[Stored records]

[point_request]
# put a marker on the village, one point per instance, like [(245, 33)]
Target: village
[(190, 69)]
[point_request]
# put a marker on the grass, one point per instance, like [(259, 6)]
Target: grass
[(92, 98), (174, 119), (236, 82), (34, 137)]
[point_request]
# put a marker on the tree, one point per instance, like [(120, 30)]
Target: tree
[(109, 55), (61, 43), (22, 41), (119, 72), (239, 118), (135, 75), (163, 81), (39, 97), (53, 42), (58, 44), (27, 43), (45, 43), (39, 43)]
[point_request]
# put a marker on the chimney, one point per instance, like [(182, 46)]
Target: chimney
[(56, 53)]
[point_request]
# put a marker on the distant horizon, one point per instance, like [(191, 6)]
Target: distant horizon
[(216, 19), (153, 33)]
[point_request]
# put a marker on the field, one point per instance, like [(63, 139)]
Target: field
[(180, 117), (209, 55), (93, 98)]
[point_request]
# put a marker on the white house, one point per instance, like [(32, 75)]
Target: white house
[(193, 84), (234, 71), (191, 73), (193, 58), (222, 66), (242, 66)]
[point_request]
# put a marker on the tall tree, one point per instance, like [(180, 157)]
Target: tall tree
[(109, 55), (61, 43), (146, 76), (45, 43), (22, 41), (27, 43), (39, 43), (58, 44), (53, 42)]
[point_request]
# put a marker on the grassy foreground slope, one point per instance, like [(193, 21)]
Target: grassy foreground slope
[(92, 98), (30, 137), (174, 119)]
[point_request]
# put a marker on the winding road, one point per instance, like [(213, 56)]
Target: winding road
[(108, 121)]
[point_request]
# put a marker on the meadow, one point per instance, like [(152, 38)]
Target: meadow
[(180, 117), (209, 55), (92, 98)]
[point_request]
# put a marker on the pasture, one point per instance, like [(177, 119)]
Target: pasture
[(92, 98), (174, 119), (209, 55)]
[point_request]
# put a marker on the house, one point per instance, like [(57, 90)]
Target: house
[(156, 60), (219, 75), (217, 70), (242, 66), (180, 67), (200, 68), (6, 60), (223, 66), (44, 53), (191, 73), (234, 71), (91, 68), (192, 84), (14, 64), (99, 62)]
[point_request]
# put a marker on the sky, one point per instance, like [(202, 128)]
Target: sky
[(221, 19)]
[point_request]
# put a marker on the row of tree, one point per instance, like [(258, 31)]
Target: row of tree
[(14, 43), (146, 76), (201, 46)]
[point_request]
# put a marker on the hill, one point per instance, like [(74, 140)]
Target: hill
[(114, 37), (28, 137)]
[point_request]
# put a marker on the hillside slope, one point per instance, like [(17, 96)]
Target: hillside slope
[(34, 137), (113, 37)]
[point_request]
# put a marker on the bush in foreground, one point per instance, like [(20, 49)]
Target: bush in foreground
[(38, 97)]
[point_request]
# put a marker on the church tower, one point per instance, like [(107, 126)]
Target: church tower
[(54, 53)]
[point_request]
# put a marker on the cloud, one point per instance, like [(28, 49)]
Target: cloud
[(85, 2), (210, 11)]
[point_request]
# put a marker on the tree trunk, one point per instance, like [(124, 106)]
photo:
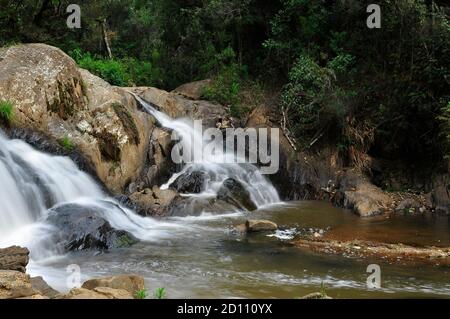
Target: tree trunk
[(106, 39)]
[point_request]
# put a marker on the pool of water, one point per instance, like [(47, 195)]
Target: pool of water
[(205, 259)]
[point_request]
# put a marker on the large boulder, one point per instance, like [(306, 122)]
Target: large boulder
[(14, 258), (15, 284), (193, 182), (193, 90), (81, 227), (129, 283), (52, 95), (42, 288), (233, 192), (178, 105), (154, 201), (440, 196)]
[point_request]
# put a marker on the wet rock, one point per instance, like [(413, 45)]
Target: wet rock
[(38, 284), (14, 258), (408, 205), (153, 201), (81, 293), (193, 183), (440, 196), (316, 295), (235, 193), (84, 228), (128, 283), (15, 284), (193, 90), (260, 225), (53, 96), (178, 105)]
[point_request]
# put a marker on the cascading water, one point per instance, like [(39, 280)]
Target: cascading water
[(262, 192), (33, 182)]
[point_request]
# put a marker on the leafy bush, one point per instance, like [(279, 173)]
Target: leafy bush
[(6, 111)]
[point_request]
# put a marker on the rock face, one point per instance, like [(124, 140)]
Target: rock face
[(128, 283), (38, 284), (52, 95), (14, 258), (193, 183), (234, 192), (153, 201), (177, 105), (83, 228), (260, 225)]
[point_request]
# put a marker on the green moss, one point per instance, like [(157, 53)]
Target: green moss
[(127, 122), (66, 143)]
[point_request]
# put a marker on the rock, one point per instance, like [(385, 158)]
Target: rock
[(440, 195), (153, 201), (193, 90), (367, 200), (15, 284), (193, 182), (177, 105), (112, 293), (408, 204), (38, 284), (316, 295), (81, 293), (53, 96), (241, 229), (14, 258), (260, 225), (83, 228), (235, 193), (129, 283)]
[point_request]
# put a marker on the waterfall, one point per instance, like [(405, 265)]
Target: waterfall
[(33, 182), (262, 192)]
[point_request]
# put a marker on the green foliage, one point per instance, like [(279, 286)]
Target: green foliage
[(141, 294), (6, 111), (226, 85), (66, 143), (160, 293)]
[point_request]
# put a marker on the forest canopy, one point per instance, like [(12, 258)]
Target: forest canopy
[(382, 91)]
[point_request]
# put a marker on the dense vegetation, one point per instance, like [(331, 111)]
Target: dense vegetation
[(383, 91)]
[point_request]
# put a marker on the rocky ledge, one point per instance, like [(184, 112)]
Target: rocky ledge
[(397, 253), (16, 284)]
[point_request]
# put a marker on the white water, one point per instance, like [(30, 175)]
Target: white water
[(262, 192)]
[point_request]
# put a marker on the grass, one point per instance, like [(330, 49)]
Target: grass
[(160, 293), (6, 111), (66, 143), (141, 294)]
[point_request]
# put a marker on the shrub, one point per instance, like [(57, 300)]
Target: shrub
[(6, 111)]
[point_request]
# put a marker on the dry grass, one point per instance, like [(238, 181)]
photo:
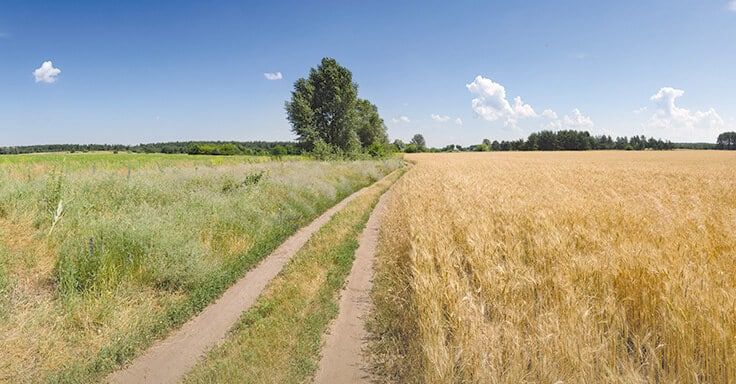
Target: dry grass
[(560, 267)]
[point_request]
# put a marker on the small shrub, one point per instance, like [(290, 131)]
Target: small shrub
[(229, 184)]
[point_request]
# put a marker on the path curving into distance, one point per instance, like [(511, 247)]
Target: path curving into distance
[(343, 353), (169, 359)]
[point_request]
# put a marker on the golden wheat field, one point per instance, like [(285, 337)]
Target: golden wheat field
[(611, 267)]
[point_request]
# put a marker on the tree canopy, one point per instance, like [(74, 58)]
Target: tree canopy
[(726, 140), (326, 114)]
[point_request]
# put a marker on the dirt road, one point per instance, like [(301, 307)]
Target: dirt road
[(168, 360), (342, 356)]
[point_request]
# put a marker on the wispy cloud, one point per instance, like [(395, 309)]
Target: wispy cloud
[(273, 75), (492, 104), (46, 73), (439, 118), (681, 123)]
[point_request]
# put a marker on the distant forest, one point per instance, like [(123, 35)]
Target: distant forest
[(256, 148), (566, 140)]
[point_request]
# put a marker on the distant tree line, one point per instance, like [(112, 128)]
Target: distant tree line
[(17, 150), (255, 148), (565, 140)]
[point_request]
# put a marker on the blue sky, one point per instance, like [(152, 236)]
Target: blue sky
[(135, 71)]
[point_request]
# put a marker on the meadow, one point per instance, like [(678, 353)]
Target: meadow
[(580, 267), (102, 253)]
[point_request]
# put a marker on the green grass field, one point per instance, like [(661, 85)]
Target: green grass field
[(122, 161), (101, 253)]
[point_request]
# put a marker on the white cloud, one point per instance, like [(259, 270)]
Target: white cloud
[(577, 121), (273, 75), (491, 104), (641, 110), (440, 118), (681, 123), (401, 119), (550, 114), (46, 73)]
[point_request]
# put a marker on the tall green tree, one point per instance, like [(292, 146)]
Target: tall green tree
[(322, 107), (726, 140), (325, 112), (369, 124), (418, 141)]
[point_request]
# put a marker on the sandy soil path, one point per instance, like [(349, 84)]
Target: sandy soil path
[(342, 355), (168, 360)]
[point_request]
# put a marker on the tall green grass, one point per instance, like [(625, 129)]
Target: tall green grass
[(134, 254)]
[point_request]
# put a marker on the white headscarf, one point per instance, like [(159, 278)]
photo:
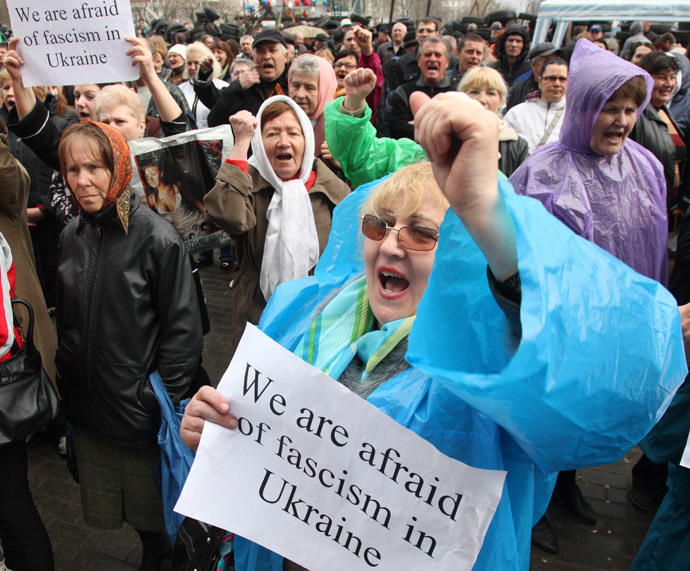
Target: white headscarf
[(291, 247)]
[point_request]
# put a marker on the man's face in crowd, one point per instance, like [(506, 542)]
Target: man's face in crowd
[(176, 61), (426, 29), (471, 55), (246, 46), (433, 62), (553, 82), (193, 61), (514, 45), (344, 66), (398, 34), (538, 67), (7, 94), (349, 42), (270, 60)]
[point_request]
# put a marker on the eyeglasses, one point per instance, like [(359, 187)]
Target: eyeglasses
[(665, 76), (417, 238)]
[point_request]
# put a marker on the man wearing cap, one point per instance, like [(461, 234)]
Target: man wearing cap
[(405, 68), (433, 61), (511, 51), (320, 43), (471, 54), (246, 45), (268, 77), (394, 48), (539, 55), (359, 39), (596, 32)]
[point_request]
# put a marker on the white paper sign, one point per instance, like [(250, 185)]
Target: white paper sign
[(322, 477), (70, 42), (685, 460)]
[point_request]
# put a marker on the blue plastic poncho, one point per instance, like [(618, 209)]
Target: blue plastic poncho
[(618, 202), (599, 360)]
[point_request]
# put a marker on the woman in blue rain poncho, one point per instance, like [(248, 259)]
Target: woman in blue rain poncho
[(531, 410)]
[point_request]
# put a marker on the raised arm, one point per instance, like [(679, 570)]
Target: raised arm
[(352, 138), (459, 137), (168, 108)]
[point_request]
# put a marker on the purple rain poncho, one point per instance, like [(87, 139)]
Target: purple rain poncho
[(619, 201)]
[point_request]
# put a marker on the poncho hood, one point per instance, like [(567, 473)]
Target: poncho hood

---

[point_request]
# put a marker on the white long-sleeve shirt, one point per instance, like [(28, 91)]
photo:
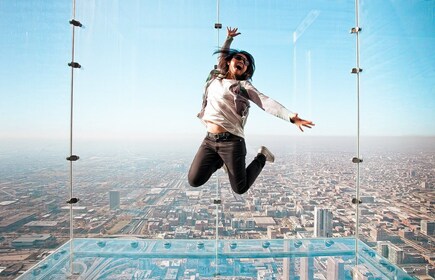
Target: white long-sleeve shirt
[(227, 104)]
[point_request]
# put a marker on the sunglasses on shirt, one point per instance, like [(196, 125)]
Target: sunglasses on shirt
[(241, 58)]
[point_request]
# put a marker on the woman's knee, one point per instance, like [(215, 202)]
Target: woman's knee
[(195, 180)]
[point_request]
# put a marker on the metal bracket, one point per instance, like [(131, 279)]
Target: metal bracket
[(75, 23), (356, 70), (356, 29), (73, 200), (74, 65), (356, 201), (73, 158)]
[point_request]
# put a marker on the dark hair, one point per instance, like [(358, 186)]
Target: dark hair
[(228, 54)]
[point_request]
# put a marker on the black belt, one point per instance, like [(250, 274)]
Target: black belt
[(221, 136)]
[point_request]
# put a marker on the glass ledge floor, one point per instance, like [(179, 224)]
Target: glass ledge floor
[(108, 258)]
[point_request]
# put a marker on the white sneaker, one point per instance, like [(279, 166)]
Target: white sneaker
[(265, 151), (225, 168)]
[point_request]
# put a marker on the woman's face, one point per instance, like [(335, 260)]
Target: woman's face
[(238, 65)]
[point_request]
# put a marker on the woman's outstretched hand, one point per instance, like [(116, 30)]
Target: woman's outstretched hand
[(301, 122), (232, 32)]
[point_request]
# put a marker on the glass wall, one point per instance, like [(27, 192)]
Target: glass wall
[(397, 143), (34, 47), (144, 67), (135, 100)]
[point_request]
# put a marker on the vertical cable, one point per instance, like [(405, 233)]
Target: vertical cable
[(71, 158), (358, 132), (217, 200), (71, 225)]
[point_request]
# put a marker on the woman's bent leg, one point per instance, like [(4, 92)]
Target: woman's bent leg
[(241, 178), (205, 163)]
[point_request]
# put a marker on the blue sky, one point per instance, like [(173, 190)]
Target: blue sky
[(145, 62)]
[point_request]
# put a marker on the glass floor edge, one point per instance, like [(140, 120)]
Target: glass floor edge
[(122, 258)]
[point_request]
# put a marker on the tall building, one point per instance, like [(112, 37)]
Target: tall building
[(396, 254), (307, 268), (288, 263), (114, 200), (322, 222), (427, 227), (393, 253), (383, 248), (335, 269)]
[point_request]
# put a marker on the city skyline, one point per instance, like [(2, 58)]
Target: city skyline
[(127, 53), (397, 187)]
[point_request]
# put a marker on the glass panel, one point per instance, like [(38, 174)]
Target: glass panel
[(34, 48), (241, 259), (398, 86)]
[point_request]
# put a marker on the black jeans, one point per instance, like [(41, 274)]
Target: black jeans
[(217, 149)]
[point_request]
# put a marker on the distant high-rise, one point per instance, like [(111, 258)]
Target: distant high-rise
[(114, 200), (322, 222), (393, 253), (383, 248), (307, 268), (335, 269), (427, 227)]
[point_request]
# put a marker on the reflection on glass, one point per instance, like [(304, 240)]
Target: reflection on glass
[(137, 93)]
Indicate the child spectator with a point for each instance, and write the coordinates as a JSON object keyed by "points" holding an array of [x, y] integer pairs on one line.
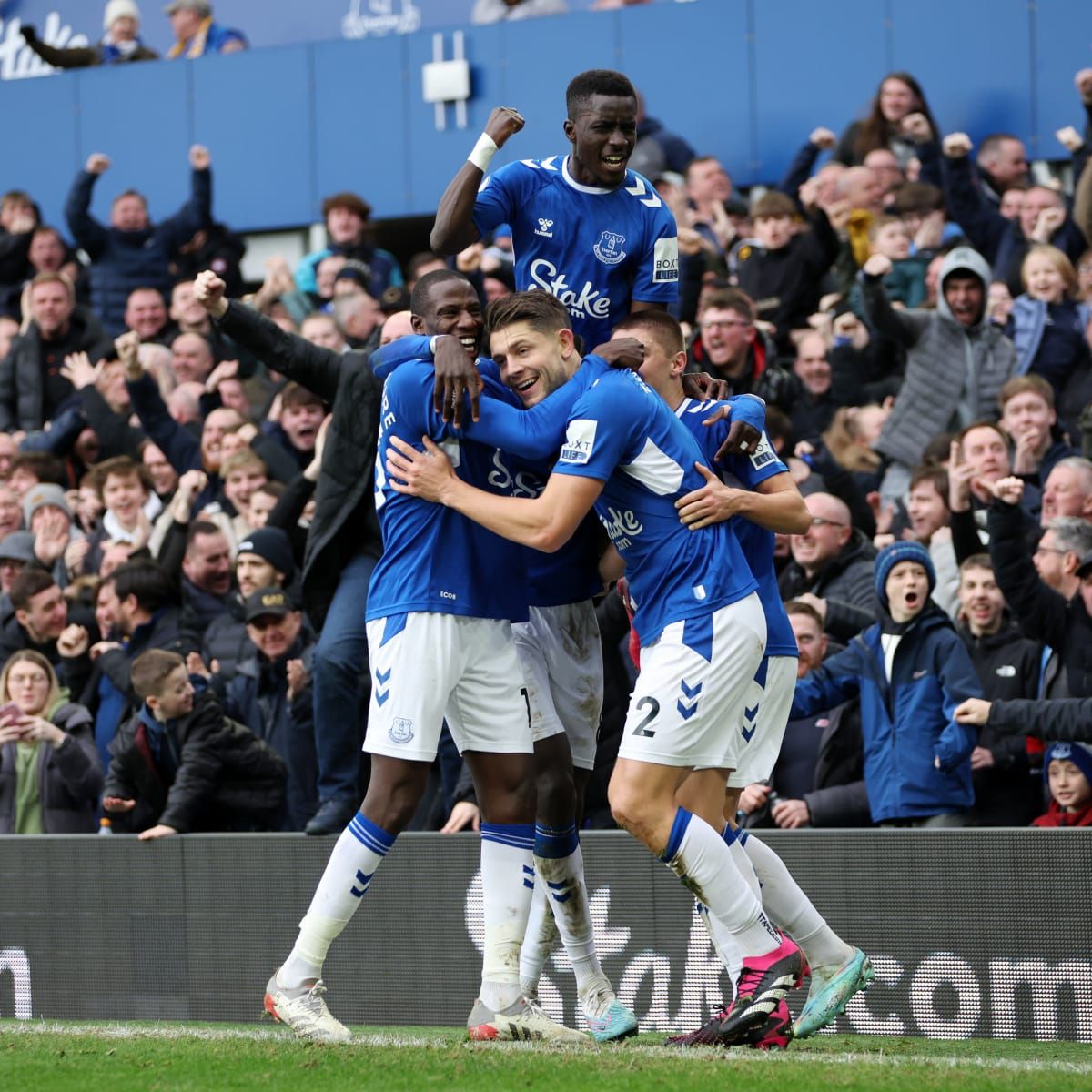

◆ **HOW TO COMPLETE THIS TASK**
Lines from the records above that hold "hood" are the ones to list.

◆ **EXERCISE RESULT**
# put a marker on the poncho hood, one point per instance, like [(567, 473)]
Target: poncho hood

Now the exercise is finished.